• Task requirements:
Switch each "Exercise" in the lines below to "Task", leaving everything else unchanged.

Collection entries
================================
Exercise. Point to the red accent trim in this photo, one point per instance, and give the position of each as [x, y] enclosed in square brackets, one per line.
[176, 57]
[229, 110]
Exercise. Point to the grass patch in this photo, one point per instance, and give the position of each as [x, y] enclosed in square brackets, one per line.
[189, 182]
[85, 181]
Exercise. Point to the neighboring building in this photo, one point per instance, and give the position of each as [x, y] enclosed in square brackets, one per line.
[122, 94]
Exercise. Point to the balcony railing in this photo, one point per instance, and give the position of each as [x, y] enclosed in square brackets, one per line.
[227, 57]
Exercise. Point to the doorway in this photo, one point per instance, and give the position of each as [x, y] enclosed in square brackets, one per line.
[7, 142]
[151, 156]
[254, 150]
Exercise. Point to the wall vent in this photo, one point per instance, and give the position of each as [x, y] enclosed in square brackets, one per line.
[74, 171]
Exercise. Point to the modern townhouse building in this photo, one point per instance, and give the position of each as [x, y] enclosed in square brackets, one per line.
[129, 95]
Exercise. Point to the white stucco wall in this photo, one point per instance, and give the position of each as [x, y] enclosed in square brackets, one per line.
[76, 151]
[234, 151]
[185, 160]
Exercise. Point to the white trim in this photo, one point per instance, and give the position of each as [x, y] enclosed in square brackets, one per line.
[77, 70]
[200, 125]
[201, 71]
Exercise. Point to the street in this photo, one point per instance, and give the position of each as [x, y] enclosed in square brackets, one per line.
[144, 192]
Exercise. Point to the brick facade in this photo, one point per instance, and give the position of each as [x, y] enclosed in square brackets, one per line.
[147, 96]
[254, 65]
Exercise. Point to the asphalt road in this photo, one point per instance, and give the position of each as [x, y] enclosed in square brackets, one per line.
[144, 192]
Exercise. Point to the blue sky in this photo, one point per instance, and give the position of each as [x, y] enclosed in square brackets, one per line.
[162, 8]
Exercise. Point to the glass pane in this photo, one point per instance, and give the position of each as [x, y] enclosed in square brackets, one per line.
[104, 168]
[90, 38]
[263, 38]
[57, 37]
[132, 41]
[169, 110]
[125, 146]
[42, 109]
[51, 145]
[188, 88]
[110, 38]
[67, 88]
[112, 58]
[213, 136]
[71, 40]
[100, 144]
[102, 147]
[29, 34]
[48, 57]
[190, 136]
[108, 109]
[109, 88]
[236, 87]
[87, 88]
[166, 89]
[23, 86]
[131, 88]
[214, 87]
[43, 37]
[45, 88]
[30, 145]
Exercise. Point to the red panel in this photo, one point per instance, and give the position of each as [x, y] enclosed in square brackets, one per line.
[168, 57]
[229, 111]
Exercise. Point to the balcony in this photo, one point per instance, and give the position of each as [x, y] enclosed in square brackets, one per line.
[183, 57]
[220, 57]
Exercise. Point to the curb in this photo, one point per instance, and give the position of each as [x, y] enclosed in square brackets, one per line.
================================
• Complete response:
Task. Point to the red accent trim in this photo, one point per instance, and give the position of each as [x, y] enclosed in square brackets, one per line.
[176, 57]
[229, 110]
Task. Point to the grass patch in this photo, one point per instance, and give the position of each as [x, y] enclosed in square brackets, one per line.
[189, 182]
[85, 181]
Task. Point to the neighboring building in this photo, one point per instance, and give the position of each as [x, y] enclosed in square brackets, one per line.
[122, 94]
Task. Point to the balcony railing in this photo, one point per instance, and give the position of each as [x, y] enclosed in square brackets, one per line.
[227, 57]
Task. Point to the doorway in this photo, one point per instance, and give the position of each as [x, y] enclosed in square brackets, one per line.
[7, 142]
[151, 156]
[254, 150]
Task. Point to the wall vent in this photo, one point per instance, and give the position of each as [x, y] enclosed in square brackets, one per line.
[74, 171]
Task. Point to the modern townhouse building in this photo, one point per instance, and give the position of each as [x, y] enclosed in square brackets, one per line.
[129, 95]
Task. Point to the white stucco wall in this photo, one point per instance, and give the position of each as [x, y] enclosed in square brackets, one per line.
[76, 151]
[234, 151]
[185, 160]
Task. Point to the white trim in this photo, one point per instance, and give the position of each as [x, y] enclosed in square brackets, one per line.
[77, 70]
[200, 125]
[201, 71]
Task. Point to the street in this photo, one point per instance, and give the position of each as [x, y] enclosed in square brackets, one per line.
[144, 192]
Task. Point to the brick facade in this photo, one point per instance, and give the position of each as [x, y] enclosed in square brackets, one per line.
[147, 96]
[254, 65]
Task. Point to the asphalt road in this photo, one point per instance, and give the position of each as [x, y] enclosed in square brackets, one per line.
[144, 192]
Task. Point to the blue sky in this photo, one point per instance, and give the position of each as [x, y] enclosed in square brackets, one per line.
[162, 8]
Task. Point to the glass pane in this photo, one point per instance, and give the position of each as [x, y] enclosed in square brackets, one per line.
[104, 168]
[90, 38]
[263, 38]
[57, 37]
[132, 41]
[169, 110]
[125, 146]
[42, 109]
[51, 145]
[188, 88]
[110, 38]
[67, 88]
[112, 58]
[213, 136]
[71, 40]
[100, 144]
[102, 147]
[29, 34]
[48, 57]
[190, 136]
[108, 109]
[109, 88]
[236, 87]
[87, 88]
[166, 89]
[23, 86]
[131, 88]
[214, 87]
[43, 37]
[45, 88]
[30, 145]
Task. Point to the red panel in this photo, one point per instance, and give the position of each as [x, y] enclosed in square brackets, one per line.
[168, 57]
[229, 111]
Task. Point to the balcony in this photo, one point per instance, and give the position of each as [x, y] enclosed in square brackets, one per line.
[183, 57]
[220, 57]
Task. Point to the curb in this photo, one point per instance, and give the position of each as [x, y] enclosed in square brackets, one per line.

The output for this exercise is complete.